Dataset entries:
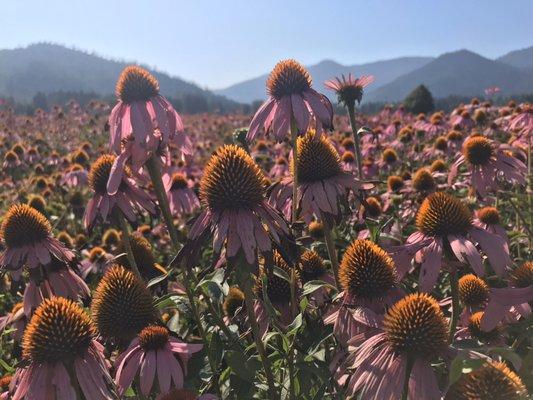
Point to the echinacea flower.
(323, 183)
(236, 212)
(486, 161)
(444, 220)
(153, 352)
(122, 305)
(350, 89)
(142, 124)
(61, 355)
(412, 333)
(492, 381)
(368, 280)
(127, 197)
(290, 96)
(27, 235)
(181, 196)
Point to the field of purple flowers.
(293, 254)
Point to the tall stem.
(332, 253)
(154, 170)
(248, 299)
(294, 139)
(124, 227)
(408, 369)
(357, 143)
(454, 285)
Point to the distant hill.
(50, 68)
(384, 71)
(519, 58)
(461, 73)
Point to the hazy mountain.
(50, 68)
(384, 71)
(519, 58)
(461, 73)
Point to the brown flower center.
(366, 270)
(136, 84)
(24, 225)
(58, 331)
(232, 181)
(288, 77)
(441, 214)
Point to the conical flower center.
(232, 181)
(395, 183)
(474, 327)
(489, 215)
(366, 270)
(179, 181)
(122, 305)
(493, 381)
(348, 157)
(233, 301)
(23, 225)
(389, 156)
(278, 289)
(99, 173)
(416, 326)
(136, 84)
(473, 291)
(153, 337)
(438, 166)
(317, 159)
(423, 181)
(58, 331)
(477, 150)
(441, 214)
(288, 77)
(523, 276)
(311, 266)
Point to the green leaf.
(311, 286)
(238, 364)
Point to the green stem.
(154, 170)
(357, 143)
(408, 369)
(248, 298)
(330, 244)
(454, 285)
(294, 138)
(124, 227)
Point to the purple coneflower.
(63, 360)
(142, 123)
(397, 360)
(27, 235)
(236, 212)
(126, 198)
(153, 352)
(290, 96)
(444, 220)
(486, 162)
(181, 196)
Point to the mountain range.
(50, 68)
(462, 72)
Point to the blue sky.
(216, 43)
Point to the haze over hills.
(384, 72)
(462, 73)
(49, 68)
(458, 73)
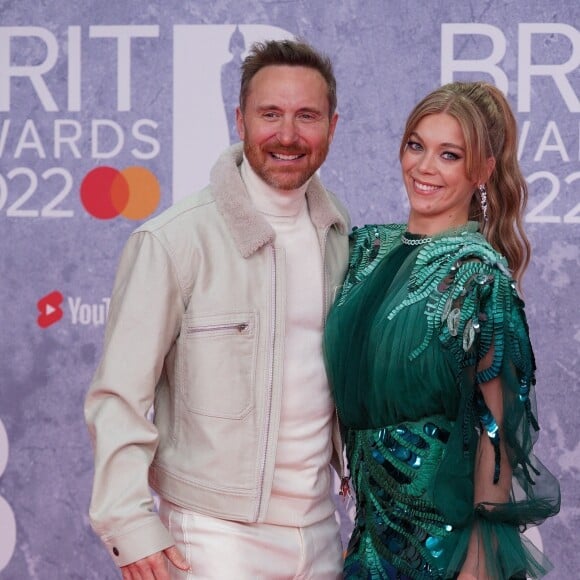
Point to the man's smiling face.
(285, 124)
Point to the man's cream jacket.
(196, 329)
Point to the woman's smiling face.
(434, 173)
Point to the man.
(216, 318)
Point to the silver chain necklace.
(414, 241)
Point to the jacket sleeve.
(145, 313)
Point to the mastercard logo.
(133, 193)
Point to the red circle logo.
(133, 193)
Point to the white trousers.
(224, 550)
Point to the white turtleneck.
(300, 490)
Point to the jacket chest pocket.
(218, 364)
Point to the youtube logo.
(49, 309)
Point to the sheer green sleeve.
(484, 329)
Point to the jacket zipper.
(344, 478)
(239, 326)
(270, 385)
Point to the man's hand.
(154, 567)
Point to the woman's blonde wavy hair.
(490, 130)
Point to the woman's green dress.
(404, 345)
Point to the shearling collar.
(249, 228)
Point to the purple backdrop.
(90, 91)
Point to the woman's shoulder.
(372, 241)
(384, 232)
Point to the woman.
(430, 362)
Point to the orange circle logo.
(133, 193)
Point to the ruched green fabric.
(404, 345)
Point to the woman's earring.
(483, 200)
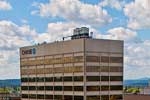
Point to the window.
(104, 78)
(48, 79)
(116, 78)
(58, 88)
(49, 97)
(105, 59)
(24, 87)
(40, 79)
(78, 59)
(92, 59)
(93, 78)
(68, 97)
(24, 79)
(32, 88)
(116, 97)
(93, 68)
(93, 88)
(77, 69)
(58, 70)
(67, 79)
(39, 96)
(78, 88)
(57, 97)
(32, 96)
(24, 95)
(116, 69)
(104, 88)
(48, 70)
(116, 59)
(40, 87)
(78, 98)
(78, 78)
(57, 79)
(104, 68)
(93, 97)
(116, 87)
(105, 97)
(32, 79)
(48, 87)
(67, 88)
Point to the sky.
(28, 22)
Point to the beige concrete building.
(78, 69)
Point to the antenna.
(91, 34)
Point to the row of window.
(53, 79)
(53, 61)
(73, 88)
(74, 59)
(68, 97)
(72, 78)
(52, 97)
(104, 78)
(52, 70)
(55, 88)
(104, 69)
(104, 59)
(71, 70)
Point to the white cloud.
(4, 5)
(12, 37)
(119, 33)
(117, 4)
(137, 60)
(138, 13)
(74, 10)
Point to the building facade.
(79, 69)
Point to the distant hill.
(10, 83)
(138, 82)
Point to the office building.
(82, 68)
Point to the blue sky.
(26, 22)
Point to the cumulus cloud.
(12, 37)
(117, 4)
(4, 5)
(74, 10)
(138, 13)
(137, 59)
(119, 33)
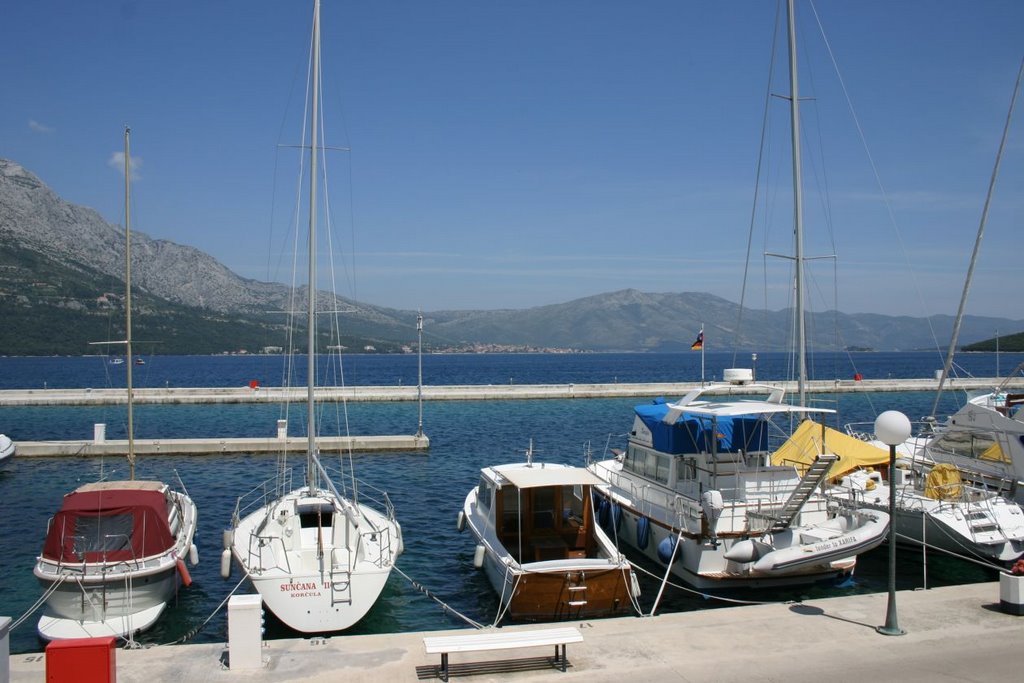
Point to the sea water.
(427, 488)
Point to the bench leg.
(560, 659)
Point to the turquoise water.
(426, 488)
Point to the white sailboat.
(115, 552)
(699, 492)
(318, 559)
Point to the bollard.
(245, 632)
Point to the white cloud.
(117, 162)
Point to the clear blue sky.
(520, 154)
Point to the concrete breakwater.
(265, 394)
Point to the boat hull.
(316, 580)
(115, 599)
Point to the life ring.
(666, 550)
(643, 532)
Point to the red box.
(82, 660)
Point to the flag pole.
(701, 354)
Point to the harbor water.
(426, 488)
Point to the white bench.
(502, 640)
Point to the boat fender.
(225, 563)
(748, 550)
(478, 556)
(616, 515)
(666, 548)
(643, 532)
(183, 570)
(602, 512)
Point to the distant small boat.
(6, 449)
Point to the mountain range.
(61, 271)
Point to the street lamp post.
(419, 372)
(892, 428)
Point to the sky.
(509, 155)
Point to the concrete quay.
(952, 634)
(264, 394)
(213, 446)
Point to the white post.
(4, 648)
(245, 632)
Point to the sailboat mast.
(311, 313)
(128, 352)
(798, 209)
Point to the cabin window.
(510, 510)
(572, 504)
(103, 535)
(313, 516)
(544, 508)
(483, 495)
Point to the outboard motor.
(711, 503)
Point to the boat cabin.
(540, 513)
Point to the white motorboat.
(318, 559)
(7, 449)
(115, 553)
(539, 543)
(696, 492)
(114, 557)
(696, 488)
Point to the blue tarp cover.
(692, 434)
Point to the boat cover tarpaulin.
(808, 441)
(114, 524)
(943, 482)
(529, 477)
(694, 434)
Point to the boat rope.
(39, 602)
(967, 557)
(193, 633)
(505, 605)
(446, 607)
(708, 596)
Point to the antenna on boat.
(131, 430)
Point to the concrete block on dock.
(245, 632)
(1012, 593)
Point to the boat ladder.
(341, 579)
(576, 586)
(815, 474)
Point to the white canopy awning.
(524, 476)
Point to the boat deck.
(264, 394)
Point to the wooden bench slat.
(500, 641)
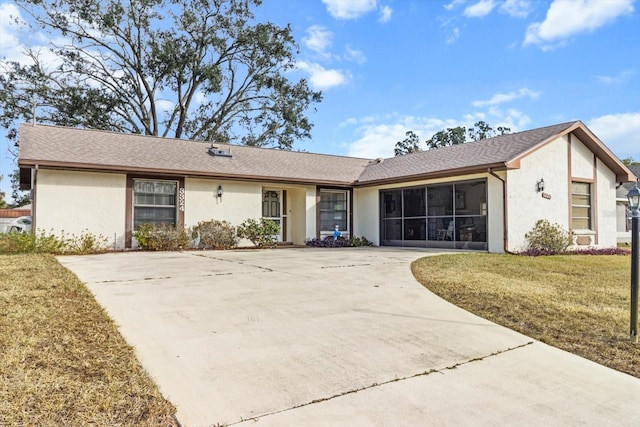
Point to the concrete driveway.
(325, 337)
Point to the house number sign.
(181, 199)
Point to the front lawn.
(62, 360)
(579, 303)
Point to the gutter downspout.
(505, 239)
(34, 193)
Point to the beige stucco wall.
(606, 206)
(296, 210)
(495, 209)
(243, 200)
(73, 202)
(581, 160)
(552, 163)
(366, 213)
(525, 204)
(240, 200)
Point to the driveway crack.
(378, 384)
(267, 269)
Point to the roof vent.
(215, 151)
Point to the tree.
(481, 130)
(458, 135)
(411, 144)
(450, 136)
(200, 70)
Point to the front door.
(272, 209)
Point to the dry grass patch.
(578, 303)
(62, 359)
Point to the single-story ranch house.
(482, 195)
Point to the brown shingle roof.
(463, 158)
(102, 150)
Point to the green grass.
(62, 359)
(578, 303)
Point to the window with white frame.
(334, 210)
(581, 212)
(154, 202)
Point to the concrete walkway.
(337, 337)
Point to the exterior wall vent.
(214, 151)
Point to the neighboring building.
(8, 216)
(482, 195)
(623, 215)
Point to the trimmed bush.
(340, 242)
(262, 233)
(161, 237)
(216, 234)
(547, 239)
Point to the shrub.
(216, 234)
(86, 243)
(356, 241)
(17, 243)
(340, 242)
(547, 239)
(43, 242)
(261, 233)
(161, 237)
(329, 242)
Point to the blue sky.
(386, 67)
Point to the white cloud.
(479, 9)
(500, 98)
(620, 77)
(385, 14)
(453, 4)
(378, 135)
(318, 39)
(455, 34)
(516, 8)
(10, 45)
(567, 18)
(349, 9)
(619, 132)
(321, 78)
(354, 55)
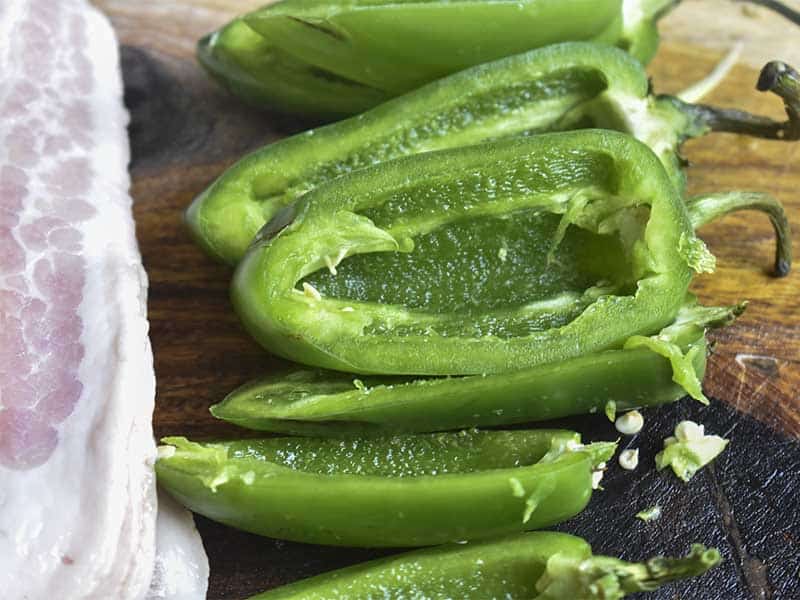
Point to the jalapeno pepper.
(332, 58)
(539, 565)
(263, 75)
(324, 403)
(404, 490)
(561, 87)
(484, 259)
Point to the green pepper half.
(331, 404)
(483, 259)
(404, 490)
(539, 565)
(568, 86)
(263, 75)
(338, 58)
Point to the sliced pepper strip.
(634, 222)
(331, 404)
(567, 86)
(394, 491)
(540, 565)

*Work instructions*
Reproduce exactly, and only, the lines from the one holding "Point to the concrete walkway." through the final line of the entries. Do not include the pictures.

*Response to this exercise*
Point to the concrete walkway.
(337, 337)
Point to the exterior wall vent.
(214, 151)
Point to the neighboring building.
(8, 216)
(482, 195)
(623, 215)
Point to the trimmed bush.
(340, 242)
(262, 233)
(161, 237)
(216, 234)
(547, 239)
Point to the shrub.
(216, 234)
(86, 243)
(356, 241)
(17, 243)
(340, 242)
(547, 239)
(43, 242)
(261, 233)
(161, 237)
(329, 242)
Point to the blue sky.
(386, 67)
Point to the white cloud.
(479, 9)
(500, 98)
(620, 77)
(385, 14)
(453, 4)
(378, 135)
(318, 39)
(455, 34)
(516, 8)
(10, 45)
(567, 18)
(349, 9)
(619, 132)
(321, 78)
(354, 55)
Point to the jalapeno pepper.
(332, 58)
(539, 565)
(263, 75)
(324, 403)
(404, 490)
(561, 87)
(484, 259)
Point to the green pepper half.
(331, 404)
(483, 259)
(404, 490)
(539, 565)
(568, 86)
(263, 75)
(338, 58)
Point to the sliced pepper strip.
(634, 222)
(331, 404)
(567, 86)
(394, 491)
(540, 565)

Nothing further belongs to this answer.